[Start of MATERIAL]

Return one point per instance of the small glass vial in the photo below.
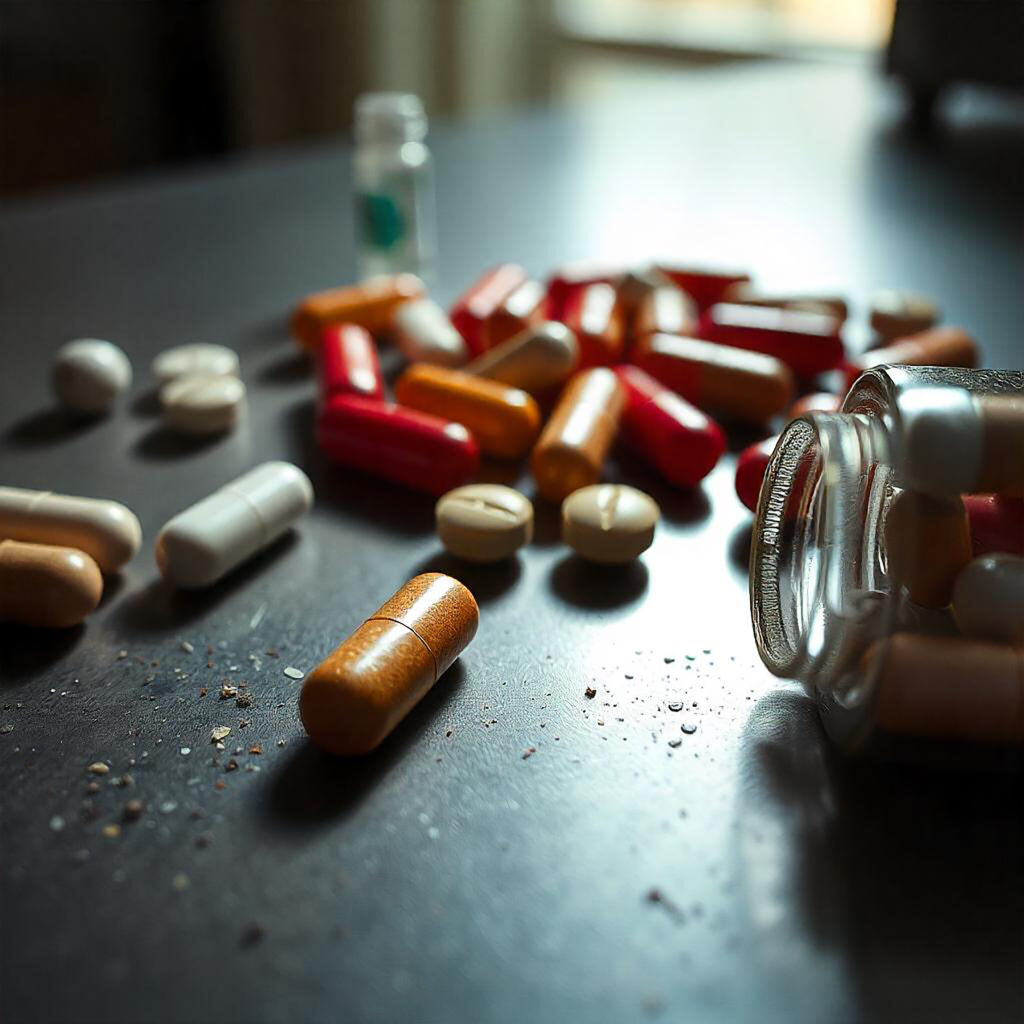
(393, 185)
(864, 583)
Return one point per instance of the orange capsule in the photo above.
(504, 420)
(571, 451)
(370, 304)
(357, 694)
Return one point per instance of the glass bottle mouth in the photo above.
(818, 590)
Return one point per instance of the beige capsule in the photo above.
(42, 585)
(484, 522)
(610, 523)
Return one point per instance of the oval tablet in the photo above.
(89, 374)
(207, 541)
(105, 530)
(46, 586)
(203, 403)
(195, 358)
(358, 693)
(988, 599)
(610, 523)
(484, 522)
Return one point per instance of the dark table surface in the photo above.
(744, 875)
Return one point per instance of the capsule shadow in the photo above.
(598, 588)
(486, 581)
(313, 788)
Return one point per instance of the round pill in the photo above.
(203, 403)
(609, 522)
(195, 358)
(484, 522)
(89, 374)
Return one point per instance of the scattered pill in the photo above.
(504, 420)
(896, 314)
(216, 535)
(89, 375)
(751, 468)
(484, 522)
(535, 359)
(354, 698)
(576, 440)
(195, 358)
(666, 430)
(347, 363)
(203, 403)
(424, 334)
(370, 304)
(400, 444)
(928, 542)
(47, 586)
(107, 530)
(610, 523)
(808, 343)
(734, 382)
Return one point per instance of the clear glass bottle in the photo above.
(825, 599)
(393, 186)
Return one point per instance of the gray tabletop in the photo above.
(743, 873)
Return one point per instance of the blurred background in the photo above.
(94, 87)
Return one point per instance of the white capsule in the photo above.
(104, 529)
(89, 375)
(203, 403)
(195, 358)
(216, 535)
(424, 334)
(988, 599)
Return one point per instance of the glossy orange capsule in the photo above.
(571, 451)
(370, 304)
(596, 315)
(504, 420)
(358, 693)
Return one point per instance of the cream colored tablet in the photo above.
(203, 403)
(89, 375)
(609, 522)
(41, 585)
(219, 532)
(105, 530)
(195, 358)
(484, 522)
(988, 599)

[End of MATERIAL]

PROBLEM TO WORK ON
Can you format every line of the entries above as a Markdown table with the columns "Row" and "Entry line", skipping blank lines and leaving the pictures out?

RIGHT ANSWER
| Row | Entry line |
|---|---|
| 1 | Return one point per instance of the small glass vial in the photo below. |
| 2 | (393, 185) |
| 3 | (864, 583) |
| 4 | Return one point per instance of the orange capsule in the photo above. |
| 5 | (504, 420) |
| 6 | (571, 451) |
| 7 | (370, 304) |
| 8 | (357, 694) |
| 9 | Return one point per instance of the glass bottle mouth in the photo above. |
| 10 | (818, 590) |
| 11 | Return one point per instance of the beige capsule in the photo above. |
| 12 | (42, 585) |
| 13 | (484, 522) |
| 14 | (610, 523) |
| 15 | Return one point per instance of the oval tablet in the photo above. |
| 16 | (89, 374) |
| 17 | (207, 541) |
| 18 | (105, 530) |
| 19 | (46, 586) |
| 20 | (203, 403) |
| 21 | (195, 358) |
| 22 | (358, 693) |
| 23 | (988, 599) |
| 24 | (610, 523) |
| 25 | (484, 522) |
| 26 | Return one point per instance of the dark table surface in the photo above. |
| 27 | (744, 875) |
| 28 | Return one point per instance of the capsule shadow in the photo above. |
| 29 | (598, 588) |
| 30 | (486, 581) |
| 31 | (313, 788) |
| 32 | Return one point per instance of the round pill in the photo above. |
| 33 | (203, 403) |
| 34 | (609, 522) |
| 35 | (195, 358) |
| 36 | (484, 522) |
| 37 | (89, 374) |
| 38 | Return one point per instance of the scattered pill in the photo above. |
| 39 | (504, 420) |
| 40 | (896, 314) |
| 41 | (216, 535) |
| 42 | (89, 375) |
| 43 | (751, 468) |
| 44 | (484, 522) |
| 45 | (535, 359) |
| 46 | (354, 698) |
| 47 | (576, 440) |
| 48 | (195, 358) |
| 49 | (666, 430) |
| 50 | (347, 363) |
| 51 | (203, 403) |
| 52 | (424, 334) |
| 53 | (370, 304) |
| 54 | (400, 444) |
| 55 | (928, 542) |
| 56 | (47, 586) |
| 57 | (107, 530) |
| 58 | (610, 523) |
| 59 | (808, 343) |
| 60 | (734, 382) |
| 61 | Return one point per instance of the clear glass bottle in the photo above. |
| 62 | (825, 599) |
| 63 | (393, 186) |
| 64 | Return one point per instance of the gray tabletop in the photo above. |
| 65 | (743, 873) |
| 66 | Return one point per instance of the blurred background in the photo above. |
| 67 | (94, 87) |
| 68 | Return one point per instance of the white capsule in the photo above. |
| 69 | (104, 529) |
| 70 | (89, 375) |
| 71 | (203, 403) |
| 72 | (195, 358) |
| 73 | (216, 535) |
| 74 | (424, 334) |
| 75 | (988, 599) |
| 76 | Return one point per instance of the glossy orange capsule in the photo above. |
| 77 | (571, 451) |
| 78 | (370, 304) |
| 79 | (596, 315) |
| 80 | (504, 420) |
| 81 | (358, 693) |
| 82 | Return one point per instance of the cream colored tablet in the photo above. |
| 83 | (203, 403) |
| 84 | (89, 375) |
| 85 | (609, 522) |
| 86 | (41, 585) |
| 87 | (219, 532) |
| 88 | (105, 530) |
| 89 | (195, 358) |
| 90 | (484, 522) |
| 91 | (988, 599) |